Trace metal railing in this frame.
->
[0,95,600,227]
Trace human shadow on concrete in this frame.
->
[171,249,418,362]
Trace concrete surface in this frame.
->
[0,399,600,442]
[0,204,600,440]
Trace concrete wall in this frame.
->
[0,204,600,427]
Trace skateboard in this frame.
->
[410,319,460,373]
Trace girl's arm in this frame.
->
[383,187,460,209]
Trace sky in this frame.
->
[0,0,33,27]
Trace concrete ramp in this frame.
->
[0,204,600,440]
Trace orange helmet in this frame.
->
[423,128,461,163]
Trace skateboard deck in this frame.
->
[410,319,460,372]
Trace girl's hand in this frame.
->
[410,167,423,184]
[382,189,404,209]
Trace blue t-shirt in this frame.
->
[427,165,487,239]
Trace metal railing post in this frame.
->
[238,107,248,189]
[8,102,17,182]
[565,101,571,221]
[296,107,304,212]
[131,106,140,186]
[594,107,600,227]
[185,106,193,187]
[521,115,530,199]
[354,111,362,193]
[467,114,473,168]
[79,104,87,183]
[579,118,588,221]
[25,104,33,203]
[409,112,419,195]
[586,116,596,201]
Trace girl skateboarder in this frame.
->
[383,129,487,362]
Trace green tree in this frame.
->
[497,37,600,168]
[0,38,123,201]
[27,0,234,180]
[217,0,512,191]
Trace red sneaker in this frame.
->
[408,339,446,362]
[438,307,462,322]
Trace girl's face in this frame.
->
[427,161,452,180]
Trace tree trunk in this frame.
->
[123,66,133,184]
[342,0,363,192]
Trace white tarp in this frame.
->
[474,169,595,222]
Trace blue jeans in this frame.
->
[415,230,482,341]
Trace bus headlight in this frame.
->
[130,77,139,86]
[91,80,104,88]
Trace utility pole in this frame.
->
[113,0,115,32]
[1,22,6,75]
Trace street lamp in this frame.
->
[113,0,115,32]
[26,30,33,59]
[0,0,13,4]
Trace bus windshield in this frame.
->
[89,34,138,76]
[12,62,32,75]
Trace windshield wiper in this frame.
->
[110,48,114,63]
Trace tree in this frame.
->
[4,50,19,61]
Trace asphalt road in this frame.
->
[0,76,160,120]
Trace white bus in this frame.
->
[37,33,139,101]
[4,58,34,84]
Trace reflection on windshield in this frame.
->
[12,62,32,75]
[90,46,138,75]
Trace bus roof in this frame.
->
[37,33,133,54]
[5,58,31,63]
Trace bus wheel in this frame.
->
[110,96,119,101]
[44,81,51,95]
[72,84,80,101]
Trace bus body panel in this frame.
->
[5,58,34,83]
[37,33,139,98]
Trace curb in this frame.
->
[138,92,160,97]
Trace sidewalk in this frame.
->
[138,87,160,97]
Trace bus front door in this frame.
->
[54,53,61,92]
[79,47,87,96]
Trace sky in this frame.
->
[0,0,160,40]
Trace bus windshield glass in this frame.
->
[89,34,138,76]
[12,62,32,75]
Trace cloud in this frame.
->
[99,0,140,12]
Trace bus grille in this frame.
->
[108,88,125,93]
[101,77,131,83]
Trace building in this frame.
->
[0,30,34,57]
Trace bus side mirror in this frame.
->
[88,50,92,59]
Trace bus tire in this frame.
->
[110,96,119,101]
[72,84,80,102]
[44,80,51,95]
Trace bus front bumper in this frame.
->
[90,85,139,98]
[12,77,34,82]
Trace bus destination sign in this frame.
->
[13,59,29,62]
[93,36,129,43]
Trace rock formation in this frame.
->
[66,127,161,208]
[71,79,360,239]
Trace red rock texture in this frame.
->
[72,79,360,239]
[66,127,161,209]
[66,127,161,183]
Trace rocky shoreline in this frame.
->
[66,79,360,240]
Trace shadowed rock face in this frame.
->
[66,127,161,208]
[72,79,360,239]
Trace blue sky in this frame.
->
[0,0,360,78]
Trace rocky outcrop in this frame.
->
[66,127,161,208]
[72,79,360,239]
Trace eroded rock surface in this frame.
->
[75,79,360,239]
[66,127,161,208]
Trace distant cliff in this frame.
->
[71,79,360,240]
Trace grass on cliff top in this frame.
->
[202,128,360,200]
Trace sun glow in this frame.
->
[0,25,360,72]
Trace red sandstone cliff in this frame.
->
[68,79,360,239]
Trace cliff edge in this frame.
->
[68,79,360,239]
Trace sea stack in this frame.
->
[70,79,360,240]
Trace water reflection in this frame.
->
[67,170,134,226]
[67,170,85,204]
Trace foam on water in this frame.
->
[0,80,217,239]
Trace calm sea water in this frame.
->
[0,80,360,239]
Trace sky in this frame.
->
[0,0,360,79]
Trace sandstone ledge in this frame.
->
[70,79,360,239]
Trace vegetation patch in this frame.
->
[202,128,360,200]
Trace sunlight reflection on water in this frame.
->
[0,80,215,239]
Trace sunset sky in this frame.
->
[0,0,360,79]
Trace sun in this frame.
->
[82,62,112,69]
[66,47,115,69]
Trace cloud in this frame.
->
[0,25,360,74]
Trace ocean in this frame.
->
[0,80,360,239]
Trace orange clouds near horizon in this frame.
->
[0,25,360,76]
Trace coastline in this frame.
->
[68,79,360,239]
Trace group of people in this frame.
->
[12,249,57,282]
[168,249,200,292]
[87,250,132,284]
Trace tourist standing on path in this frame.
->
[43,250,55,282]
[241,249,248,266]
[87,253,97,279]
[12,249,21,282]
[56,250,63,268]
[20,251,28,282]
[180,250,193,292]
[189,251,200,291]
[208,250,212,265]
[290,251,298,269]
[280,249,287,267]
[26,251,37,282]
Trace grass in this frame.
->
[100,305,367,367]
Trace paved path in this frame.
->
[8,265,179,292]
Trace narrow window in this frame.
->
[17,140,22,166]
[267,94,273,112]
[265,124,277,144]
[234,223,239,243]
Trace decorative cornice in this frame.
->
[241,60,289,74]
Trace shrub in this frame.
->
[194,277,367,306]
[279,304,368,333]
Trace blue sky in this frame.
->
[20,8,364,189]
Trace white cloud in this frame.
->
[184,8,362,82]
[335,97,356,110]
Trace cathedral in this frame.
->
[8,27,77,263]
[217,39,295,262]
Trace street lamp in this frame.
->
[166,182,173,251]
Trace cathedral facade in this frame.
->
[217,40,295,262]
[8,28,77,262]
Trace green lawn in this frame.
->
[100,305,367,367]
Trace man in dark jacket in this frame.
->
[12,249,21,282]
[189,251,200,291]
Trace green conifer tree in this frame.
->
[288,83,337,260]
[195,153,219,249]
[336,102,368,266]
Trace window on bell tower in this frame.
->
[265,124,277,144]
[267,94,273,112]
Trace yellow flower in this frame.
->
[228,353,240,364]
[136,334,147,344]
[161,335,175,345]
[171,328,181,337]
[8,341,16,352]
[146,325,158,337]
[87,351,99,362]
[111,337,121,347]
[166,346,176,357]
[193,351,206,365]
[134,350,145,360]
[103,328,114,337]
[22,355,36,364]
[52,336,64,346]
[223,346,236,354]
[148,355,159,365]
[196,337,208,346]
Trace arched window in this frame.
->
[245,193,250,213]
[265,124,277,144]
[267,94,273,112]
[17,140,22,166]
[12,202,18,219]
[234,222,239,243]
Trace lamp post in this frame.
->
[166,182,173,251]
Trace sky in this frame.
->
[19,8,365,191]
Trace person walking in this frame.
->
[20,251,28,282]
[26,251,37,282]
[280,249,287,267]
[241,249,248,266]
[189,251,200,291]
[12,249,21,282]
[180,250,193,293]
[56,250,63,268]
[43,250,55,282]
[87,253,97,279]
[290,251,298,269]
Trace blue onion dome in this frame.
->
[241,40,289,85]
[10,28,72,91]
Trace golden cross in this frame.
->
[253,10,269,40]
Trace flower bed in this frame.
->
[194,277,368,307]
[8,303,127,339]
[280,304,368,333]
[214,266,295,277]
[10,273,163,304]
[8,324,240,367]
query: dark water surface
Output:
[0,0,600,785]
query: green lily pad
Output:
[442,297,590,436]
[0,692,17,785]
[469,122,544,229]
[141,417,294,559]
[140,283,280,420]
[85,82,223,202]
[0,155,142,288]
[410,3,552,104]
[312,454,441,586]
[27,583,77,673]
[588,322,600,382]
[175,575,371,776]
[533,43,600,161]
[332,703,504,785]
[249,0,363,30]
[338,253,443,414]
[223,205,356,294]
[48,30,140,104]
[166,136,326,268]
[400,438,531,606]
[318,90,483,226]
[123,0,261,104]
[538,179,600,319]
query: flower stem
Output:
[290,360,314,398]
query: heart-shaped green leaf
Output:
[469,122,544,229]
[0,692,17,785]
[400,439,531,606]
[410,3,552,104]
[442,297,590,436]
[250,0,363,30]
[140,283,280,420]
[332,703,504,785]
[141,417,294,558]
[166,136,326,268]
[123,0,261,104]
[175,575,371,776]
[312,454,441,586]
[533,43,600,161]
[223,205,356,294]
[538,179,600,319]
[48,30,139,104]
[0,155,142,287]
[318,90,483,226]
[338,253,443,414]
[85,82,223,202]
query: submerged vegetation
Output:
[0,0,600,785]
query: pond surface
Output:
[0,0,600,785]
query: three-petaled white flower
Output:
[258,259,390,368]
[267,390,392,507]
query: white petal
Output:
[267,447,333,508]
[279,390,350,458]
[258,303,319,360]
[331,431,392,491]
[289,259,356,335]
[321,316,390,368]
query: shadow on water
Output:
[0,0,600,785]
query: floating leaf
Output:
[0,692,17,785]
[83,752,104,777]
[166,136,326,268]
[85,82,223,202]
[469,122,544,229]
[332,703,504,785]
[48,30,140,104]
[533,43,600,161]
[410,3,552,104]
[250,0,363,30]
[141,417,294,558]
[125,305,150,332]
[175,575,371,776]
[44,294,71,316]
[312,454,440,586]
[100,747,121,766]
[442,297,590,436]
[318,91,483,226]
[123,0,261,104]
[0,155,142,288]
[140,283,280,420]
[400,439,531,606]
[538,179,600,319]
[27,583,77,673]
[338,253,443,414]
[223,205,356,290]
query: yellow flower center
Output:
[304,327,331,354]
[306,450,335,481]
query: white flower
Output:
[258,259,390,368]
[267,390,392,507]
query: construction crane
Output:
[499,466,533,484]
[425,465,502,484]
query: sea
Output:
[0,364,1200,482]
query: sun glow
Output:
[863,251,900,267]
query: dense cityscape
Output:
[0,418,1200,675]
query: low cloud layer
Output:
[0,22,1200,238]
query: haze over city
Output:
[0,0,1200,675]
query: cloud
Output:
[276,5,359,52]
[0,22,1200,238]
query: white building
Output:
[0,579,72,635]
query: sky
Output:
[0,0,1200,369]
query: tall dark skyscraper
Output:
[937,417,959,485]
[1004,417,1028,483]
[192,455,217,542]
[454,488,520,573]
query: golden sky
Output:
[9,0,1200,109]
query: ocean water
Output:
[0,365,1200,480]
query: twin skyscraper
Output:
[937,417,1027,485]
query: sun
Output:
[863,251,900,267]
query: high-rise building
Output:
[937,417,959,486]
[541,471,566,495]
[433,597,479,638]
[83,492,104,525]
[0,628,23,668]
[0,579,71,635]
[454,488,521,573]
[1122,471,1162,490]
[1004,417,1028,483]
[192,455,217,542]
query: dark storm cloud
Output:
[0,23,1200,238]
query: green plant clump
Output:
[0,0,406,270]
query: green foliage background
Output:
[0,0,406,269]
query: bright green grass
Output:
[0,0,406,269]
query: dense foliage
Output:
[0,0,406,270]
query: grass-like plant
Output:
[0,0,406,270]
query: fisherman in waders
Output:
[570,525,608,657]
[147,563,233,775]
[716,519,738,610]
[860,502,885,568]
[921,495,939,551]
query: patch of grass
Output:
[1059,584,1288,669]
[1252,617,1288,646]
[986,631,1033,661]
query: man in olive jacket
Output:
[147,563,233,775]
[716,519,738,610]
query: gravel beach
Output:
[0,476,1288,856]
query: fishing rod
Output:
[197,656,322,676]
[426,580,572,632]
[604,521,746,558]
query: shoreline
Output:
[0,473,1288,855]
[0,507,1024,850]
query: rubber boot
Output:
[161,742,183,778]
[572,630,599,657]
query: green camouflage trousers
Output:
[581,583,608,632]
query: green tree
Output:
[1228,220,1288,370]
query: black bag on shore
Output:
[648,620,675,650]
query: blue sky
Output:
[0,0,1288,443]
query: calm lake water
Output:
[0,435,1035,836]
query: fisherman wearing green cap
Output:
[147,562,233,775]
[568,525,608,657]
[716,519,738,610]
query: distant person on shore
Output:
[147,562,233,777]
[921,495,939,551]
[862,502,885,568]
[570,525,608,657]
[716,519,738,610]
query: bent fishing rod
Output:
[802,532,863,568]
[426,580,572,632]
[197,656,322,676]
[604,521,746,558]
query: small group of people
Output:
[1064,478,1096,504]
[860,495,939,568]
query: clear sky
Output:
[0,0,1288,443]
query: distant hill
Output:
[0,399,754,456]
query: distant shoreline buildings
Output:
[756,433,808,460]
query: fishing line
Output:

━━━━━━━━

Copy the listing word for word, starting at the line that contains "query: blue sky" and ending at the last line of the listing.

query: blue sky
Output:
[0,0,1288,443]
query: calm lake water
Output:
[0,435,1035,836]
query: fisherman wearing green cap
Output:
[147,562,233,775]
[568,525,608,657]
[716,519,738,610]
query: distant person on shore
Output:
[147,562,233,777]
[921,495,939,551]
[862,502,885,568]
[570,525,608,657]
[716,519,738,610]
query: bent fishing rod
Output:
[802,532,863,568]
[426,580,572,632]
[197,656,322,676]
[604,521,746,558]
query: small group of people
Output:
[1064,478,1096,504]
[860,495,939,568]
query: clear sky
Output:
[0,0,1288,443]
query: distant hill
Output:
[0,399,754,456]
query: distant shoreline buildings
Output:
[756,433,808,460]
query: fishing line
Output:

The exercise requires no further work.